**WHAT YOU SHOULD DO:**
For this exercise, please reproduce the records below word for word, from the first line through the line with "positive clicks: (357, 378)".
>>>>
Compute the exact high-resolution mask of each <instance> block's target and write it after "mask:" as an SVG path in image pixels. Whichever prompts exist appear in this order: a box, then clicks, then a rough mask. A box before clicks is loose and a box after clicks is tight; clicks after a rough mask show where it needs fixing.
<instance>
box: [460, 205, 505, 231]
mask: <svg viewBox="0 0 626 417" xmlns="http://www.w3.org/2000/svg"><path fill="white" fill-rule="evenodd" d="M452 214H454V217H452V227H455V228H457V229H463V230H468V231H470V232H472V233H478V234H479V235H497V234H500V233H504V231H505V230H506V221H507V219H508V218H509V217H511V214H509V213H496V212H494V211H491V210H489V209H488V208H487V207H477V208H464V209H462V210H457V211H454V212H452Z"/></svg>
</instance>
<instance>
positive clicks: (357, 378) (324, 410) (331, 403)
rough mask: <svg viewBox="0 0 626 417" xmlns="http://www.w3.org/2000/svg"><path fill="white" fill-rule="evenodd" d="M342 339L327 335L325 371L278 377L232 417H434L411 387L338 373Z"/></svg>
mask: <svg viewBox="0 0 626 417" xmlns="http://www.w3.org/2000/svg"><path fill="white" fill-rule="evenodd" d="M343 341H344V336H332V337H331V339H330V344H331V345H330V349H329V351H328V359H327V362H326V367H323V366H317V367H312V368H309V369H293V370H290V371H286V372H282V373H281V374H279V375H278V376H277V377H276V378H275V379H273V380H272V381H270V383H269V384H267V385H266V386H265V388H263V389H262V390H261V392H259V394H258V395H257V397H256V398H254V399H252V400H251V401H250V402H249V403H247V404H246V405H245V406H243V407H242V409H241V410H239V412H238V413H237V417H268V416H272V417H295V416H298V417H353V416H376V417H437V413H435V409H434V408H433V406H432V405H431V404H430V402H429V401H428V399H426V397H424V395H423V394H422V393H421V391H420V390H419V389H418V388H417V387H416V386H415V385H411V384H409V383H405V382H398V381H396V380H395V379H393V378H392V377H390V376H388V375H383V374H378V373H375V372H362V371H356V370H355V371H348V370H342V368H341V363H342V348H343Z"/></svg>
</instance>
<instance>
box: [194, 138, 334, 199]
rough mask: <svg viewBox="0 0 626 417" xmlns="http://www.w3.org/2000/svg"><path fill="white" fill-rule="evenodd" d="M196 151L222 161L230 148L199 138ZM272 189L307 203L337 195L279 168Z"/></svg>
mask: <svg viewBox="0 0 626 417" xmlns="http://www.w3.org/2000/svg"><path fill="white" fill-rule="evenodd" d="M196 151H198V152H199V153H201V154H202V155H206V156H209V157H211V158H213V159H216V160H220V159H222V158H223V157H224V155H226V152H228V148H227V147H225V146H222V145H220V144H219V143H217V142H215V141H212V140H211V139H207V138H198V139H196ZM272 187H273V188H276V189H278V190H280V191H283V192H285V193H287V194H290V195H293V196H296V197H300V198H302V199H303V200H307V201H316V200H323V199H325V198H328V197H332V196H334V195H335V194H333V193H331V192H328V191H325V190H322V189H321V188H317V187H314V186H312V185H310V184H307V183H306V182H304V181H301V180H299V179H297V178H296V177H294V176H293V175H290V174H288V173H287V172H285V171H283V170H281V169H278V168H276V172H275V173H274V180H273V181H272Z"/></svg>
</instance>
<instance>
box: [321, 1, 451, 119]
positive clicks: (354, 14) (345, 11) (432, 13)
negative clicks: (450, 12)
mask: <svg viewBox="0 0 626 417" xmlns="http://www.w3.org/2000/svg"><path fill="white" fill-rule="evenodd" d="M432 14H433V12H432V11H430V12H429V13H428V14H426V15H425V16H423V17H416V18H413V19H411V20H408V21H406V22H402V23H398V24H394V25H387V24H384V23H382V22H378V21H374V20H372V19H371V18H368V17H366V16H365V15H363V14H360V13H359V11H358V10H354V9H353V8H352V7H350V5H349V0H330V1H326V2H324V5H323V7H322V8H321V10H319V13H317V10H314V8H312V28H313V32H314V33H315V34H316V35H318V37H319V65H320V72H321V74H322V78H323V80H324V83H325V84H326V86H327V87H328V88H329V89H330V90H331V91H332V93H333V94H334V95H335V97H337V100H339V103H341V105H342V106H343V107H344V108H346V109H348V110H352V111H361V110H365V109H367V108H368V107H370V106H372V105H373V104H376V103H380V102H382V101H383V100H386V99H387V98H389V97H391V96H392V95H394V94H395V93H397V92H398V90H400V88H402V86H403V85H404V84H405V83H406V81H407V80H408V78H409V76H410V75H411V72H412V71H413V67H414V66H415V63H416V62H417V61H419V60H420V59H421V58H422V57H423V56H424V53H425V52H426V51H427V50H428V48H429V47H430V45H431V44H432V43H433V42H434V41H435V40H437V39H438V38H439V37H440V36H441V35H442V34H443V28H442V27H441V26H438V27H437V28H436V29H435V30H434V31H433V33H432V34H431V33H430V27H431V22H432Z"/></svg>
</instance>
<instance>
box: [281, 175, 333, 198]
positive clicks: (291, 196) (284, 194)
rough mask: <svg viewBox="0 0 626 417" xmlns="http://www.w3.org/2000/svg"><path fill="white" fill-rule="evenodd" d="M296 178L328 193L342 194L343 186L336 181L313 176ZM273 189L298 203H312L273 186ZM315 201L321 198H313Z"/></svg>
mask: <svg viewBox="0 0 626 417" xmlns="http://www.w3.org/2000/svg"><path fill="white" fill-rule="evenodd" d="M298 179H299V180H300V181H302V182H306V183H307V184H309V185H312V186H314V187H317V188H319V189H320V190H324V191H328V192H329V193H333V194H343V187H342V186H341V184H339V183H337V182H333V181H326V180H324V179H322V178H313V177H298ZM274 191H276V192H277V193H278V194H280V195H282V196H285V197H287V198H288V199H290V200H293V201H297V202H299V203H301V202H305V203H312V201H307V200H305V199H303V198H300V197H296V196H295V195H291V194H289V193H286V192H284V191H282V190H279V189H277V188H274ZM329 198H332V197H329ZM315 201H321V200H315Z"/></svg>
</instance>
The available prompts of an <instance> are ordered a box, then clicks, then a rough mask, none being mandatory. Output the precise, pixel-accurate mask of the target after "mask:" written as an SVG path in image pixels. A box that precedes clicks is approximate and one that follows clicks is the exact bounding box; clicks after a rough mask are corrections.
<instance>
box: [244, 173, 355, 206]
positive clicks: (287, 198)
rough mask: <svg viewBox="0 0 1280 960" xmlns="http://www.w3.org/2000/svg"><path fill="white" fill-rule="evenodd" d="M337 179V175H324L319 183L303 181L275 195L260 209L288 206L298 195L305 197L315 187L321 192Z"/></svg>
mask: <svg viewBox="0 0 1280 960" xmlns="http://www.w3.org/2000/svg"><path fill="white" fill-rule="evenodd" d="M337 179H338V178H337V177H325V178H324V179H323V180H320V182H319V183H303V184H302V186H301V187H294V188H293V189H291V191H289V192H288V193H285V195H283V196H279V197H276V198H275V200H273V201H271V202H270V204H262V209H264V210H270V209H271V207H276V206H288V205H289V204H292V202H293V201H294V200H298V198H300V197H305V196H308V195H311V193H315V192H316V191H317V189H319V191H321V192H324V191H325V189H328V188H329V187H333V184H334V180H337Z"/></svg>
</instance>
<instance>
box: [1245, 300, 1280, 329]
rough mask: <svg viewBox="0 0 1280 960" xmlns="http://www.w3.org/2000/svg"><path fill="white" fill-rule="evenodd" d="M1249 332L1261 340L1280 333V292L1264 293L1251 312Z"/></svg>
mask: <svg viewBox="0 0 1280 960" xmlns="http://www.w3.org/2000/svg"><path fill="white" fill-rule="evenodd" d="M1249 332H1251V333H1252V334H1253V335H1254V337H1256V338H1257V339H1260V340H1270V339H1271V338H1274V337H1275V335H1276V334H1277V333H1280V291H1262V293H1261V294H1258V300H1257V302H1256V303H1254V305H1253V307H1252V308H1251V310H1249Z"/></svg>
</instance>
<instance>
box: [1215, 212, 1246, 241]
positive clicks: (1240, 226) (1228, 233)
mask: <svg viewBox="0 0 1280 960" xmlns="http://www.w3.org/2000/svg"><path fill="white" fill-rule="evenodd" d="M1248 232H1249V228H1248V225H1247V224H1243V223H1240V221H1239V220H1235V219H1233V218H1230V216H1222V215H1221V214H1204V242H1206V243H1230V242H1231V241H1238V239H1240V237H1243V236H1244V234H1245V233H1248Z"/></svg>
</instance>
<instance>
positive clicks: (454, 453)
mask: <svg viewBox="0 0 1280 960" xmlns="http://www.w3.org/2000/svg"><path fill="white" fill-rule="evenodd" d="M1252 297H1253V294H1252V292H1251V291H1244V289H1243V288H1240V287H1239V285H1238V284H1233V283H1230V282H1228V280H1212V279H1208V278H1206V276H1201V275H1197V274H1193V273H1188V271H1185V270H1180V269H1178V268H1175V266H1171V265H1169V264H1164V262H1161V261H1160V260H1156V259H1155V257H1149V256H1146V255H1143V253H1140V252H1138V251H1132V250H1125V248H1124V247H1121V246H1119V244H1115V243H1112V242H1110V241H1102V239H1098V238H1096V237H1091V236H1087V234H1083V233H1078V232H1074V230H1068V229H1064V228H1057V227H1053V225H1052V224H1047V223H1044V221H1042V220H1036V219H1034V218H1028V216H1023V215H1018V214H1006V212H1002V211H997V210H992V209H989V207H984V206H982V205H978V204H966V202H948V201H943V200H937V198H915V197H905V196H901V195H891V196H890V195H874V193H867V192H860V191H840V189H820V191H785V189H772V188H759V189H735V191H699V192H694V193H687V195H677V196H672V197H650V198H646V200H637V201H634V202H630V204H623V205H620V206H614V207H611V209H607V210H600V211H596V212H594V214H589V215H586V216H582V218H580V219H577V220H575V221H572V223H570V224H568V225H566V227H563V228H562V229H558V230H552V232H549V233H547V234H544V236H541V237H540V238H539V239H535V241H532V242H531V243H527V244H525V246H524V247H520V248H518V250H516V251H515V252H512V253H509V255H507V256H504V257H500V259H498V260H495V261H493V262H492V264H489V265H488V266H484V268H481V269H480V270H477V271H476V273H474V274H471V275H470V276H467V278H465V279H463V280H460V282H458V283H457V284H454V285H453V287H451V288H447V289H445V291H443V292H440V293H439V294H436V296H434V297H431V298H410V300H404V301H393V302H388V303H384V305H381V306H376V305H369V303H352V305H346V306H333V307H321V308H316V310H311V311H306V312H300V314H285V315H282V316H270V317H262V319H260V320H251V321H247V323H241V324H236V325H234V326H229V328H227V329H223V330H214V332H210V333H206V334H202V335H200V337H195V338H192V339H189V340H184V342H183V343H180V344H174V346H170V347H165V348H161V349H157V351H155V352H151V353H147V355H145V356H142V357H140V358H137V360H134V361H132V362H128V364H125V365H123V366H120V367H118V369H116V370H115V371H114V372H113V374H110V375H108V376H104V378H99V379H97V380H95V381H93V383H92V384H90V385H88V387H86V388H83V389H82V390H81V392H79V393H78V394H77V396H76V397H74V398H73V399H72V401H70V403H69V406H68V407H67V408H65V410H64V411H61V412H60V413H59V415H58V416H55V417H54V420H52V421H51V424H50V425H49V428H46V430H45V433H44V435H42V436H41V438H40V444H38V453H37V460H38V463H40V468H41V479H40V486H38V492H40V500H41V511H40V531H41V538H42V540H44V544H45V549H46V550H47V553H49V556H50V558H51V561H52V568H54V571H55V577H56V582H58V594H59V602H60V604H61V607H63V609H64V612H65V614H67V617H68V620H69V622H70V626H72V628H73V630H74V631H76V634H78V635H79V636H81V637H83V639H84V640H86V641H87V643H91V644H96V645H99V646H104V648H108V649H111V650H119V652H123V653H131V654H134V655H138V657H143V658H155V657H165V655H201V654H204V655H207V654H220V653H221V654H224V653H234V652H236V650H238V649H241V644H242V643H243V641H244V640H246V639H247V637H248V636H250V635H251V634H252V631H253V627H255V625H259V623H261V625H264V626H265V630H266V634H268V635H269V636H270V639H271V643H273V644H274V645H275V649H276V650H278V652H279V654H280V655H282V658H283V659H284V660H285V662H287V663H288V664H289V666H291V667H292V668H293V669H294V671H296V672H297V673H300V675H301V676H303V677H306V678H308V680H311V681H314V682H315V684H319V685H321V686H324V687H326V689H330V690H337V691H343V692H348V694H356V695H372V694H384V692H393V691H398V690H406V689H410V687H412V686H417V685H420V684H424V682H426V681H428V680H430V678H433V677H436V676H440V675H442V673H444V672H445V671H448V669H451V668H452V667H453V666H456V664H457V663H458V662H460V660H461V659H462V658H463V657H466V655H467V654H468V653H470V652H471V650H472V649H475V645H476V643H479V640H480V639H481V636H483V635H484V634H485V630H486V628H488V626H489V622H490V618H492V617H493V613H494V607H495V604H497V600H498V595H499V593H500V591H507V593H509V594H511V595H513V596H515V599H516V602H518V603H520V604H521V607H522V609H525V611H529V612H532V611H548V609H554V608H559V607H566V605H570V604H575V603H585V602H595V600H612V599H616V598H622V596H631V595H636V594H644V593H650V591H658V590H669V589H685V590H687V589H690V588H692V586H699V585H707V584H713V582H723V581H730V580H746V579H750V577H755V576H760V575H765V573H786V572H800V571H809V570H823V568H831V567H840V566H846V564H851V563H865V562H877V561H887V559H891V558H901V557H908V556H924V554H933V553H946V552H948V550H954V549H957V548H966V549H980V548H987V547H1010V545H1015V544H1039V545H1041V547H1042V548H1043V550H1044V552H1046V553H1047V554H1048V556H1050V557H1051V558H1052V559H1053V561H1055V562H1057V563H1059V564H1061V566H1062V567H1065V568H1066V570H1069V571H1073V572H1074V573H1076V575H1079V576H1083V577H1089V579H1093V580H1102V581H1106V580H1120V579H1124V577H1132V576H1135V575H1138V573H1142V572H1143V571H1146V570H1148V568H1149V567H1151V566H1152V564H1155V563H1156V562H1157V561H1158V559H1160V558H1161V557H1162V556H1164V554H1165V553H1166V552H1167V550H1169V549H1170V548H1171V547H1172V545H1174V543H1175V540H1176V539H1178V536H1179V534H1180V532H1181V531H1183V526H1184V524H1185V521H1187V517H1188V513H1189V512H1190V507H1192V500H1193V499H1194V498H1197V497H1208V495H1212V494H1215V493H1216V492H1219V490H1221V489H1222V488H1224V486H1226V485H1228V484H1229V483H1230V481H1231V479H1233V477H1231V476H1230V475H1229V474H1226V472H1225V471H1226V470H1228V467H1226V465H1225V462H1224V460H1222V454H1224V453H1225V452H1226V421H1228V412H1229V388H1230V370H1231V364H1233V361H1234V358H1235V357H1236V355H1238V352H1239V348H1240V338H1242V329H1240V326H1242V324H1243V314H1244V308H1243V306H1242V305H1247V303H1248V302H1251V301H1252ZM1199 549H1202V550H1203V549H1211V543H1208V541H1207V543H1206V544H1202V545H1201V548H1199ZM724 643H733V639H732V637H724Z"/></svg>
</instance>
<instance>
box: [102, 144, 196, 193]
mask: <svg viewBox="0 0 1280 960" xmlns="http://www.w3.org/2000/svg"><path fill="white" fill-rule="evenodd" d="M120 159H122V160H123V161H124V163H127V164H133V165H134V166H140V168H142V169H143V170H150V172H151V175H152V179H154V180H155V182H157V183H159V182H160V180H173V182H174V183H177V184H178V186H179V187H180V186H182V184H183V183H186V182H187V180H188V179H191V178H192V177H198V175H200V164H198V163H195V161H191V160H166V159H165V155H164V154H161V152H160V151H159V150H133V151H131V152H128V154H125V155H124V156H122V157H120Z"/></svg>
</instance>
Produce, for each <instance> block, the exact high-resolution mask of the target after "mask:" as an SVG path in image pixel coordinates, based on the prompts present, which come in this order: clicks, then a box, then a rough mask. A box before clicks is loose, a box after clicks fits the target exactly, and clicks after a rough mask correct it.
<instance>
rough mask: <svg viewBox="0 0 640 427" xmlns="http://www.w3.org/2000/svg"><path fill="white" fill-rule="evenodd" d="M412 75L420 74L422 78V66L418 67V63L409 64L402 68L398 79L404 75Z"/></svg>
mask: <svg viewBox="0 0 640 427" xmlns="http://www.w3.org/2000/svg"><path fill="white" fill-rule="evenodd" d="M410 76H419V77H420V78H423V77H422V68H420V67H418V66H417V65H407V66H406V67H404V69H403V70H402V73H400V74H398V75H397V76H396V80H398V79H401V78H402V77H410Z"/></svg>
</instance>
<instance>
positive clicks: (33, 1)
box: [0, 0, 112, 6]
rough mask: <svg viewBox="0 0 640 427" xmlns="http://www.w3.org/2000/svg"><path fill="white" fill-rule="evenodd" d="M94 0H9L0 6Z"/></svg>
<<<<
**OUTPUT OF THE TASK:**
Compute the exact high-resolution mask of each <instance> block's target and write it after "mask:" as an SVG path in image pixels. Whichever prompts exist appear in this order: a box, then clicks, then a rough mask. A box before clicks is loose and a box after clicks is tight; clicks after a rough mask show where it needs fixing.
<instance>
box: [460, 205, 505, 231]
mask: <svg viewBox="0 0 626 417" xmlns="http://www.w3.org/2000/svg"><path fill="white" fill-rule="evenodd" d="M452 214H454V217H452V227H455V228H457V229H463V230H468V231H470V232H472V233H478V234H479V235H497V234H500V233H504V231H505V230H506V221H507V219H508V218H509V217H511V214H509V213H496V212H494V211H491V210H489V209H488V208H487V207H477V208H464V209H462V210H457V211H454V212H452Z"/></svg>
</instance>
<instance>
positive clicks: (357, 378) (324, 410) (331, 403)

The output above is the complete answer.